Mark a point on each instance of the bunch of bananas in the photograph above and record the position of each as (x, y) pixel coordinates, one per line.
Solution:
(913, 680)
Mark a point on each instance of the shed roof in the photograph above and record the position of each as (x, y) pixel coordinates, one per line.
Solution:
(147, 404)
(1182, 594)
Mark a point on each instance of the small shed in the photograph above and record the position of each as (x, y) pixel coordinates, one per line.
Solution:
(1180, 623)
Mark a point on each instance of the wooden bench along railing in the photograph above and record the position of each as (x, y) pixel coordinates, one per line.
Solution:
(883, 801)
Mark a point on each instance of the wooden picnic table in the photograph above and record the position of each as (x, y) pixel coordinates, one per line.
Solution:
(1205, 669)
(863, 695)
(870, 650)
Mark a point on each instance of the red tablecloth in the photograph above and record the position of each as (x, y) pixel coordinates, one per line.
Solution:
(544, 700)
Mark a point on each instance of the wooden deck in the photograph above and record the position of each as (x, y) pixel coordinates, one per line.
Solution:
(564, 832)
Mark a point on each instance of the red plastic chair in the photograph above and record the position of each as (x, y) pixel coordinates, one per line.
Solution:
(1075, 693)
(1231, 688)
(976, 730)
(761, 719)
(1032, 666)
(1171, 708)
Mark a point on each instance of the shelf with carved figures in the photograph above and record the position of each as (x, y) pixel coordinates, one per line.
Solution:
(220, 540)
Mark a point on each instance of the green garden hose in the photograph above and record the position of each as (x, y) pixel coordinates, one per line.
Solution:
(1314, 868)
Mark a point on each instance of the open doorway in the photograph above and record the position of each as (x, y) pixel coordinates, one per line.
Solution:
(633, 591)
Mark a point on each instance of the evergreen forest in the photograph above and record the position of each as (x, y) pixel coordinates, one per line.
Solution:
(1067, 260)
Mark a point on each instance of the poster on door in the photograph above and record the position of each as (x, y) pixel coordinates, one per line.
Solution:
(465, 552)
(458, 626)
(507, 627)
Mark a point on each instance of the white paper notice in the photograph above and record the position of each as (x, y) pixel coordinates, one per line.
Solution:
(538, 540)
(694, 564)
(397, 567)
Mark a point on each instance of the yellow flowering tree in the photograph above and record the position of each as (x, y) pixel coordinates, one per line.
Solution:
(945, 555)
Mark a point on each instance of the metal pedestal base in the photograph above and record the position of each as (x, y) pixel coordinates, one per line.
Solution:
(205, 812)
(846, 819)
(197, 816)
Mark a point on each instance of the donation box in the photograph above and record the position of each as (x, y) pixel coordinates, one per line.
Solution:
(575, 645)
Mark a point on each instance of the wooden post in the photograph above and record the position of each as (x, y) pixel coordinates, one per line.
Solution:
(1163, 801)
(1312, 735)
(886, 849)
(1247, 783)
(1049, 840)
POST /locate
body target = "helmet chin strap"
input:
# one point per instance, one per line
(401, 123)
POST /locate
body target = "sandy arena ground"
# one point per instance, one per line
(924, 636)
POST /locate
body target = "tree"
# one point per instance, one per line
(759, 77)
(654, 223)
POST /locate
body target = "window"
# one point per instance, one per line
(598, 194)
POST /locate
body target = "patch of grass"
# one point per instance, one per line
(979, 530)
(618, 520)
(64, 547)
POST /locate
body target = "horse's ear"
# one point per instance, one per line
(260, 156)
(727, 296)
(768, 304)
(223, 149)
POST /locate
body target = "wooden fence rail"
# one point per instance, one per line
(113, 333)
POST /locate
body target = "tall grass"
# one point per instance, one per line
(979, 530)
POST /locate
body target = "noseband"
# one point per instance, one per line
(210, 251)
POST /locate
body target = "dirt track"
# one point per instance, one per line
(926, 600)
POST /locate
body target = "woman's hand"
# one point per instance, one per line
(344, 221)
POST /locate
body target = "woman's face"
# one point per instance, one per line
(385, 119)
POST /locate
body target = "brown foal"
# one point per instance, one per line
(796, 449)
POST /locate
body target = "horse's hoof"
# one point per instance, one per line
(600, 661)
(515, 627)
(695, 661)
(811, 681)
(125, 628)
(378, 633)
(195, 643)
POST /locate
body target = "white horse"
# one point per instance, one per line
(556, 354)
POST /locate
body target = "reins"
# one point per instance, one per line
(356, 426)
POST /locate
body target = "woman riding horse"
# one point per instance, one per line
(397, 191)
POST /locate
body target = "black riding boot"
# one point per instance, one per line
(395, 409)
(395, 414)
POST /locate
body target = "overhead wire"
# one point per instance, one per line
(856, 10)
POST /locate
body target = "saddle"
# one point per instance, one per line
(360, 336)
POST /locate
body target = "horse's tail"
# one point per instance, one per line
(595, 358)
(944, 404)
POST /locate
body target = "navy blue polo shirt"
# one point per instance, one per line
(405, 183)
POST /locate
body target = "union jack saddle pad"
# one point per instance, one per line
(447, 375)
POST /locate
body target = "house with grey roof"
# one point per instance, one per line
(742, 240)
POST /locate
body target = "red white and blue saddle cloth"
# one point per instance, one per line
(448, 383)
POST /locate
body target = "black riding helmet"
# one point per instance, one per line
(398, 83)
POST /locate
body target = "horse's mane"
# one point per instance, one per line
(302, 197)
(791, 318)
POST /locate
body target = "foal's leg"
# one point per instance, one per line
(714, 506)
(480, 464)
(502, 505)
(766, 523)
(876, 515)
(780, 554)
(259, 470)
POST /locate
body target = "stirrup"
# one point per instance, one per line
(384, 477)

----

### To do
Copy word for word the stretch of the items from their very beginning through the line that contains "(1182, 594)", including that line.

### Result below
Mark a point on each instance of the bunch of bananas in the photograph above and record the position of each as (x, y) pixel coordinates, one per line.
Solution:
(913, 680)
Mark a point on each instance of the shed roof in the photograph above and record the position of each as (x, y) pixel coordinates, one per line.
Solution:
(147, 404)
(1182, 594)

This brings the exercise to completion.